Extracted records:
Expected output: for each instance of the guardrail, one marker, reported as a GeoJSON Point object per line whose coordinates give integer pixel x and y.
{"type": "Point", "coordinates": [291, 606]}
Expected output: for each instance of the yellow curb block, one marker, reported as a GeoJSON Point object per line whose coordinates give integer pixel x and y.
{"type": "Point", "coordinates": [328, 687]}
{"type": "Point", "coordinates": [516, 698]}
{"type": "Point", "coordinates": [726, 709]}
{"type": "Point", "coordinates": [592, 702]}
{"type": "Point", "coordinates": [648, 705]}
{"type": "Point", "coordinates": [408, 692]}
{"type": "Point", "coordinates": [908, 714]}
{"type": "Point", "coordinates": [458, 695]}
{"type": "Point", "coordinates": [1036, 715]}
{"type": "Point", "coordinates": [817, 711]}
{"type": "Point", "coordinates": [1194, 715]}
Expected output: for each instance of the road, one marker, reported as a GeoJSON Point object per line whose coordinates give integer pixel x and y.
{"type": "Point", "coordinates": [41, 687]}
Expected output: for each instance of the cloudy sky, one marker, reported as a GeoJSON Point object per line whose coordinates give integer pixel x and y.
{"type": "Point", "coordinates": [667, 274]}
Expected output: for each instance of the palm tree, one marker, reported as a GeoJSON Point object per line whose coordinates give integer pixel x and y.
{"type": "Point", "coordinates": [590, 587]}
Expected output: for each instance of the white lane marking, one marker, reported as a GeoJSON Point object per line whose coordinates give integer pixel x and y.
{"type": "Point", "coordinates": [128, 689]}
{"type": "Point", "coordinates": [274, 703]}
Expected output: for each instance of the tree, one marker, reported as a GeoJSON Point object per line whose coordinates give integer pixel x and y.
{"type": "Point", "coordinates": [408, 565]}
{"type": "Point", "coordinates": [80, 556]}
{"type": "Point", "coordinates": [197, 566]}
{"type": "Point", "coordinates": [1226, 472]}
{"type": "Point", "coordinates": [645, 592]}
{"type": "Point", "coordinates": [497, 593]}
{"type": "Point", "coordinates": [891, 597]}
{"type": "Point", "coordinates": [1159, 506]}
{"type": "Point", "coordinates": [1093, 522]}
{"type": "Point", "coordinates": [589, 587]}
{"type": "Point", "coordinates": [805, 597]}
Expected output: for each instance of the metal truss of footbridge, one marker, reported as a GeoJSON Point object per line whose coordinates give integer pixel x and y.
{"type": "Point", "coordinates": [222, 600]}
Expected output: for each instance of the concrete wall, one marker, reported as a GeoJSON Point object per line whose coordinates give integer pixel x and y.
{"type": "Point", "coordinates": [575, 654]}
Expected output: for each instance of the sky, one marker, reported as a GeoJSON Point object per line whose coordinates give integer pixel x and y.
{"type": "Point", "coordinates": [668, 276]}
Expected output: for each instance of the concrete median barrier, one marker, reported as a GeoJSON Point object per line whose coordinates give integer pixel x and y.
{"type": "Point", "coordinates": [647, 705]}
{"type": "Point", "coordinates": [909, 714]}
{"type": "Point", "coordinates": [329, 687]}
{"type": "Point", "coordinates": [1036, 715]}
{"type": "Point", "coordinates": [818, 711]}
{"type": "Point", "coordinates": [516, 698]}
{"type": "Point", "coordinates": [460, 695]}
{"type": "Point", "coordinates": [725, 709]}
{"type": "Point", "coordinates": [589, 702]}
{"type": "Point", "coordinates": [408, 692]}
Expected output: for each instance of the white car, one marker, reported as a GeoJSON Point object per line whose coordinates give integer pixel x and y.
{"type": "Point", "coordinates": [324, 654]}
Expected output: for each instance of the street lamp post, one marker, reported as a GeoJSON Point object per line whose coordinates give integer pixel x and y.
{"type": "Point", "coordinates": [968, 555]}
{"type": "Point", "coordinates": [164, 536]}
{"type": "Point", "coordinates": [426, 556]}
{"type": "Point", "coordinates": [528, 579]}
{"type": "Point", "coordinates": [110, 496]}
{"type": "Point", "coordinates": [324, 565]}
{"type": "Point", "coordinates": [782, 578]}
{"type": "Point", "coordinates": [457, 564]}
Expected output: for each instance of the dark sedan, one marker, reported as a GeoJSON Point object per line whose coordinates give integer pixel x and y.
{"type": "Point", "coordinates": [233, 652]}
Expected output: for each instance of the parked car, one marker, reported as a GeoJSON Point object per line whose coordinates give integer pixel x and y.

* Your task *
Produce an exact copy of all the records.

* Written solution *
Expected output: for each instance of the guardrail, one marker, reported as a GeoJSON Point object per line whose coordinates give integer pixel x and y.
{"type": "Point", "coordinates": [291, 606]}
Expected output: for each instance of the yellow curb block, one marker, reported as a GeoJSON Point object per line whose coordinates give integer pixel x and y.
{"type": "Point", "coordinates": [328, 687]}
{"type": "Point", "coordinates": [516, 698]}
{"type": "Point", "coordinates": [726, 709]}
{"type": "Point", "coordinates": [592, 702]}
{"type": "Point", "coordinates": [648, 705]}
{"type": "Point", "coordinates": [408, 692]}
{"type": "Point", "coordinates": [908, 714]}
{"type": "Point", "coordinates": [458, 695]}
{"type": "Point", "coordinates": [1036, 715]}
{"type": "Point", "coordinates": [817, 711]}
{"type": "Point", "coordinates": [1194, 715]}
Expected output: for each instance of the road, one marker, reported as a GeoJSON Point object per line whose coordinates give integer pixel x and y.
{"type": "Point", "coordinates": [41, 687]}
Expected output: for each instance of the cloudy sky, one marker, reported as a GeoJSON Point object per line whose coordinates give integer pixel x and y.
{"type": "Point", "coordinates": [667, 274]}
Expected output: for each instance of the palm tree, one marker, reported as a GeoJSON Point object per line whose coordinates give integer pixel x and y.
{"type": "Point", "coordinates": [590, 587]}
Expected output: for each instance of the white lane marking, one marker, reported as a GeoJSON Point object per line whose coordinates give integer pixel x and y.
{"type": "Point", "coordinates": [128, 689]}
{"type": "Point", "coordinates": [274, 703]}
Expected output: for each instance of the tree, one marker, reported as a GeoJSON Point object per line whose coordinates give integer pixel x and y.
{"type": "Point", "coordinates": [408, 565]}
{"type": "Point", "coordinates": [80, 556]}
{"type": "Point", "coordinates": [197, 566]}
{"type": "Point", "coordinates": [1226, 472]}
{"type": "Point", "coordinates": [645, 592]}
{"type": "Point", "coordinates": [497, 593]}
{"type": "Point", "coordinates": [891, 597]}
{"type": "Point", "coordinates": [1159, 506]}
{"type": "Point", "coordinates": [1093, 522]}
{"type": "Point", "coordinates": [589, 587]}
{"type": "Point", "coordinates": [805, 597]}
Expected output: for each instance of the metal truss of footbridge, one marker, reported as a GeoJSON Point object per line whose coordinates give integer pixel x and y.
{"type": "Point", "coordinates": [222, 600]}
Expected output: for each instance of the concrete wall, one marker, reported as a GeoJSON Point object per line whose coordinates give integer pixel x and y.
{"type": "Point", "coordinates": [575, 654]}
Expected output: for each instance of the sky, one marker, reported as a GeoJSON Point object per line whose coordinates give integer pixel x and y.
{"type": "Point", "coordinates": [668, 276]}
Expected output: for each instance of the concrete median barrier, one marker, reported as a GeoJSON Point object per line whose coordinates give integer pixel x and y.
{"type": "Point", "coordinates": [647, 705]}
{"type": "Point", "coordinates": [909, 714]}
{"type": "Point", "coordinates": [329, 687]}
{"type": "Point", "coordinates": [1036, 715]}
{"type": "Point", "coordinates": [818, 711]}
{"type": "Point", "coordinates": [516, 698]}
{"type": "Point", "coordinates": [460, 695]}
{"type": "Point", "coordinates": [725, 709]}
{"type": "Point", "coordinates": [589, 702]}
{"type": "Point", "coordinates": [408, 692]}
Expected output: for each instance of the white car, one marker, reported as a GeoJSON Point object per line whose coordinates give integer pixel x and y.
{"type": "Point", "coordinates": [324, 654]}
Expected output: for each instance of the street lamp post, one marker, reported as a GeoJSON Point object per line whose coordinates give integer pixel x and y.
{"type": "Point", "coordinates": [968, 555]}
{"type": "Point", "coordinates": [164, 536]}
{"type": "Point", "coordinates": [426, 556]}
{"type": "Point", "coordinates": [528, 579]}
{"type": "Point", "coordinates": [110, 496]}
{"type": "Point", "coordinates": [324, 565]}
{"type": "Point", "coordinates": [782, 578]}
{"type": "Point", "coordinates": [457, 564]}
Expected output: for each instance of the dark sedan, one marker, reported as a GeoJSON Point object per line whose coordinates give integer pixel x and y.
{"type": "Point", "coordinates": [233, 652]}
Expected output: for each instance of the parked car, one marker, reported as a GeoJSON Point object per line whose coordinates give integer pixel x and y.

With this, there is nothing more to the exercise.